> [PAGE TEXT]:
-----

Art among the mummies

All of these ambitious changes will be made in service to its vision and mission “to be the place where people experience the thrill of discovery and gain a deeper understanding of human history and their place in it.”

The entrance to the Penn Museum’s Egypt galleries will make room for strollers and wheelchairs, but doesn't create a feeling of warmth. (Rendering by Gluckman Tang Architects.)
The entrance to the Penn Museum’s Egypt galleries will make room for strollers and wheelchairs, but doesn't create a feeling of warmth. (Rendering by Gluckman Tang Architects.)

However, I’ve heard (and been part of constructing) this narrative before: venerable arts and culture institution announces a multiyear capital campaign to underwrite the launch or continuation of an ambitious construction or renovation project that will dramatically remake its space. This, in turn, will drive the institution’s new and improved outreach and engagement plans. Those plans will hopefully lead to the capture of a larger market share of underserved audiences, and all will be right in the world.

-----

> [DATA SHOWN]:
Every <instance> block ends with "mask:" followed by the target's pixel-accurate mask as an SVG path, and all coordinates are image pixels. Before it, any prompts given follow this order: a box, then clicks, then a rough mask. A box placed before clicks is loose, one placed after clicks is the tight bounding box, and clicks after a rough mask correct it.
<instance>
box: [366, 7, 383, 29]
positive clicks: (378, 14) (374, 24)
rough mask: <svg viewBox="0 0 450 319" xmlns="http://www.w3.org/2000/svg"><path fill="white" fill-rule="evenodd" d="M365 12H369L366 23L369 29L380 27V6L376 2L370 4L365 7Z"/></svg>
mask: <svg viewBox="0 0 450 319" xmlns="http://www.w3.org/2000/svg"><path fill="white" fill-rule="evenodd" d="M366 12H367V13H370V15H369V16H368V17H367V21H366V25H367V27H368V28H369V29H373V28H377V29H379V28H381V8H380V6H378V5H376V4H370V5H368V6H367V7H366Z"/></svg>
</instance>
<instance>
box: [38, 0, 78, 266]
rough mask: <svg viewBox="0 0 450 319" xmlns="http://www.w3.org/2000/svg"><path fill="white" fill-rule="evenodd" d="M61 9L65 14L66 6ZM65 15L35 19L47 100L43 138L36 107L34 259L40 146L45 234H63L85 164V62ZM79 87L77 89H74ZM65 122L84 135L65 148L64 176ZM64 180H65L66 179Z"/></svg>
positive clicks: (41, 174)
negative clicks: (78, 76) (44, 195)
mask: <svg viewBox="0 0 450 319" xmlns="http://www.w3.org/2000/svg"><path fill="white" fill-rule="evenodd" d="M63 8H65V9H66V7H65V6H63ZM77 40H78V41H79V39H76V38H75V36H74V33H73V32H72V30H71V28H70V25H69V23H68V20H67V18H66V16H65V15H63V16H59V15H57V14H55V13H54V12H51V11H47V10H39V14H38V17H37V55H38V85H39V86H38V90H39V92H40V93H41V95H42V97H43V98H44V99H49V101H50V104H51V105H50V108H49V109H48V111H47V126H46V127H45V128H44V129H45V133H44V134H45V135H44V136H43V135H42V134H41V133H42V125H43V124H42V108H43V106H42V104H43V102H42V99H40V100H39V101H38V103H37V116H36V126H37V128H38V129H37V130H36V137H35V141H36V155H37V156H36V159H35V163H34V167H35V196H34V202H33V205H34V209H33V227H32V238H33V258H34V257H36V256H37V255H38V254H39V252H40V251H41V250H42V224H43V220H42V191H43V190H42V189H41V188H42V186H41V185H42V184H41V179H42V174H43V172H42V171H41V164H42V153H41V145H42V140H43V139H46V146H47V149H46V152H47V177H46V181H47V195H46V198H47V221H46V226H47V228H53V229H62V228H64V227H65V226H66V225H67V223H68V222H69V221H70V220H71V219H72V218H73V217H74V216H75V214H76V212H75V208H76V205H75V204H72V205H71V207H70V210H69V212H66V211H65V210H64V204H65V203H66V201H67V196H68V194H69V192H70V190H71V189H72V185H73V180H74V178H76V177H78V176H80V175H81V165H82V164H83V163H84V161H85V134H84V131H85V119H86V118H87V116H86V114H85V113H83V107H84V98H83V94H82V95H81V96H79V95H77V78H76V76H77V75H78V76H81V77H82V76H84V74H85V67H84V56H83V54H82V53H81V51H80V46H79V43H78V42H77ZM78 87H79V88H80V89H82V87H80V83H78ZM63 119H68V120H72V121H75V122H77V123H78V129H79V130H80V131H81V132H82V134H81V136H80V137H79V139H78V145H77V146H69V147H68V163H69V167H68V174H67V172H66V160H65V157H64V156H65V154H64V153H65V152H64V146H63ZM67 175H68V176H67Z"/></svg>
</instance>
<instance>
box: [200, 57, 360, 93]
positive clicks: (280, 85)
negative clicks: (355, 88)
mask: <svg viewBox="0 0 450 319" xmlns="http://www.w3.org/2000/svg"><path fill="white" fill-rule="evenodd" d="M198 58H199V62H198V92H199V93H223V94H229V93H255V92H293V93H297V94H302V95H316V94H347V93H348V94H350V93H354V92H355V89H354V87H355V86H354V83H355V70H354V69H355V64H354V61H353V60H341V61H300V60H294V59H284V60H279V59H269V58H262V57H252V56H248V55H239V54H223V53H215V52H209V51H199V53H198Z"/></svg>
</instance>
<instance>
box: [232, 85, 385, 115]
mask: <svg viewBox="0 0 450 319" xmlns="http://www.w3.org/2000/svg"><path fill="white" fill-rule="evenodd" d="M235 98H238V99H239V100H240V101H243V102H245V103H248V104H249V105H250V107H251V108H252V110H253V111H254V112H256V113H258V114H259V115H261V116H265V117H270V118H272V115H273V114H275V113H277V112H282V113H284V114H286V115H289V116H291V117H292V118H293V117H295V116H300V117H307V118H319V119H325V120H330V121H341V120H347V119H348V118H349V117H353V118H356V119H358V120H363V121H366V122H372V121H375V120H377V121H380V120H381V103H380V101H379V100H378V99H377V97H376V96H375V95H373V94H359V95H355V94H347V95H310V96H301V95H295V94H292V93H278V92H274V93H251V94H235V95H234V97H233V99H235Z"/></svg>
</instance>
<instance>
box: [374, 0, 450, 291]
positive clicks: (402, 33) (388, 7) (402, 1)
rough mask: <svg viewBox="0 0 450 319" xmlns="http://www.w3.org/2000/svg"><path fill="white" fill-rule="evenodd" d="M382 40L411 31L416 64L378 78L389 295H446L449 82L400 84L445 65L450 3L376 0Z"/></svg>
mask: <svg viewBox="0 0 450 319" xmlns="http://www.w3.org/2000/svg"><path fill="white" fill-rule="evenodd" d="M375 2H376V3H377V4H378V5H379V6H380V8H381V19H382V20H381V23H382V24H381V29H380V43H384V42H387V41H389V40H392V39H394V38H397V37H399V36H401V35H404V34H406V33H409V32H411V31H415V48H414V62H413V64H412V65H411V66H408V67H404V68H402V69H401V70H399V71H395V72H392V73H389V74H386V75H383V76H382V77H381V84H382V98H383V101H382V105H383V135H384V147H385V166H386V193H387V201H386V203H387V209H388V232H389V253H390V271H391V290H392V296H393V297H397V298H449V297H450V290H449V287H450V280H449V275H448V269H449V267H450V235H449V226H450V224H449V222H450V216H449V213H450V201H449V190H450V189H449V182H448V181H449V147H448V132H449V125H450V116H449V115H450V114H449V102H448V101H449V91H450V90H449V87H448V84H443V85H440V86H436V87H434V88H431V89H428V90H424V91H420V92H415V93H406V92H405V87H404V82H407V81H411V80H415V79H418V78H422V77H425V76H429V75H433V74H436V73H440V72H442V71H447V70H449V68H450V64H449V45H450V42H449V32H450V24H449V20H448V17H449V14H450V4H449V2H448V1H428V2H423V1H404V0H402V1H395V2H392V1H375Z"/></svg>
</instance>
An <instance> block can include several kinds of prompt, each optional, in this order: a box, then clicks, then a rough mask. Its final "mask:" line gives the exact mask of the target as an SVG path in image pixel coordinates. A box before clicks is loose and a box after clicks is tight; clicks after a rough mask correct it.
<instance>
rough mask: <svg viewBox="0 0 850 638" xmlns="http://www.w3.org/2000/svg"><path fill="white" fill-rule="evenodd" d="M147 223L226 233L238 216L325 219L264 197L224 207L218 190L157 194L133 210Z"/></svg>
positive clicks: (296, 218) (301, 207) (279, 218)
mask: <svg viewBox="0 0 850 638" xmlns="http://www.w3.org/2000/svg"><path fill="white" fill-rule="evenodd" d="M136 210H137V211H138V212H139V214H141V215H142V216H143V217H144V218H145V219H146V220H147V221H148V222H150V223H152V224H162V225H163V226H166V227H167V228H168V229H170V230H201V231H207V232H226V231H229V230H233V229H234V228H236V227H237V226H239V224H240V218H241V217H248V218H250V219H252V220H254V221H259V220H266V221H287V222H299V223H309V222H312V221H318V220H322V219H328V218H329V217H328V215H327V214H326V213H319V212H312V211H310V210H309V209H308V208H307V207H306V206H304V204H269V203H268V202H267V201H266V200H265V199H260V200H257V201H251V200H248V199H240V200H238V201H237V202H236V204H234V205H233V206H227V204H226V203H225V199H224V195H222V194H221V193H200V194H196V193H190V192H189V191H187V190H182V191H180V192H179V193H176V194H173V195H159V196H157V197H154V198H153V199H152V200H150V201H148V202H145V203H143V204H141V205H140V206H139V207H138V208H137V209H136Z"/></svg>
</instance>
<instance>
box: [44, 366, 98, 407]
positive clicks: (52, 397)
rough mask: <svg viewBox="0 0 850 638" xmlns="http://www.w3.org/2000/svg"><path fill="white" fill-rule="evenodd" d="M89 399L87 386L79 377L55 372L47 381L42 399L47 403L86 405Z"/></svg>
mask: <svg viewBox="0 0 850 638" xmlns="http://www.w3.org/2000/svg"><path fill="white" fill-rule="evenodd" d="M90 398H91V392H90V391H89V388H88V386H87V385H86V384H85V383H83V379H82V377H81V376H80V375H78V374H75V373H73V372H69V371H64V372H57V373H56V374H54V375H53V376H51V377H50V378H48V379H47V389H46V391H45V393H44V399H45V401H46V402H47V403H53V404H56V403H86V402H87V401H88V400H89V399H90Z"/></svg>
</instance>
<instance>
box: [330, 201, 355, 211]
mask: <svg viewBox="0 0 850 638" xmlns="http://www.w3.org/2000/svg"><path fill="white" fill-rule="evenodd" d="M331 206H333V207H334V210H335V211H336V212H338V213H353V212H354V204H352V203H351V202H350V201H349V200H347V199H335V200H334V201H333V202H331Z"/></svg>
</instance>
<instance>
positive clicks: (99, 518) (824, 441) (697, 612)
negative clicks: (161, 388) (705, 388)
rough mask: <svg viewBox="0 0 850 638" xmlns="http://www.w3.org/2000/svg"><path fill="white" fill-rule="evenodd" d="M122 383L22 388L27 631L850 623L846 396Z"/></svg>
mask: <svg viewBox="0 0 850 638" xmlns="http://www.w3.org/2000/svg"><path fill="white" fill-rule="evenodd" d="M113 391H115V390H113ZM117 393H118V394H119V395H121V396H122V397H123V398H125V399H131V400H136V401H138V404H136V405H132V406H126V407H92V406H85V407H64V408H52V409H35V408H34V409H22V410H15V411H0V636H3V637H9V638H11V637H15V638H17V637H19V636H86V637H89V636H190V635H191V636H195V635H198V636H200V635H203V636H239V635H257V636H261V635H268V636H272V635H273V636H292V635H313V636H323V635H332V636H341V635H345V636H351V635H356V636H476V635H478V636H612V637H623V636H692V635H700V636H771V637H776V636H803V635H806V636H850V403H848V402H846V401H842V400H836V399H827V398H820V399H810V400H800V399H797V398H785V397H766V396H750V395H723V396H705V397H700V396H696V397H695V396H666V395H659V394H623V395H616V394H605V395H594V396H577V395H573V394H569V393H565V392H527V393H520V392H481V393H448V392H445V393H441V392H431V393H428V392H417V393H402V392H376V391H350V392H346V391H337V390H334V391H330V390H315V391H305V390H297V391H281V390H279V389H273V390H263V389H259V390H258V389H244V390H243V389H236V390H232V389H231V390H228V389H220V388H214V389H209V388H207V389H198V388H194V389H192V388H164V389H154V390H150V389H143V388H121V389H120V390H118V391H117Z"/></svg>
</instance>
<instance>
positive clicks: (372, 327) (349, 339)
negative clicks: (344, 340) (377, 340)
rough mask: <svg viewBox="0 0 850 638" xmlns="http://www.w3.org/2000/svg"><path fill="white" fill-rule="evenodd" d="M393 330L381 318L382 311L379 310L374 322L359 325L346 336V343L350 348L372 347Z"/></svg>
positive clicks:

-----

> [TO DO]:
Continue the article about the Penn Museum's Egypt galleries from its last sentence. The data can be set aside.

> [ANSWER SPACE]:
However, will more members of Philadelphia’s underserved and disenfranchised communities flock to the Penn Museum after this project is completed? Of course they might, but will they be motivated and inspired to come back again and again after the shine of renovations wears off? More elevators, fully air-conditioned spaces, more comfortable seating, and interactive exhibits add tremendous value to a visitor’s experience, no doubt, but I can tell you that these will not be the features that will motivate those like me to visit more than once.

Here’s what will: creating dynamic opportunities for a diverse cross-section of individuals to co-create fresh content. Allowing the public to reimagine how communities could engage with the museum’s spaces and collections going forward. Wouldn’t it be interesting hear from some of Philadelphia’s visual artists, poets, and storytellers as they reimagine an object of their choice from the museum’s collections? While the galleries are offline, let them use the lens of their own experiences to make discoveries while researching the museum’s archives. Pair an artist’s interpretation of an object with the standard curatorial interpretation once the galleries reopen.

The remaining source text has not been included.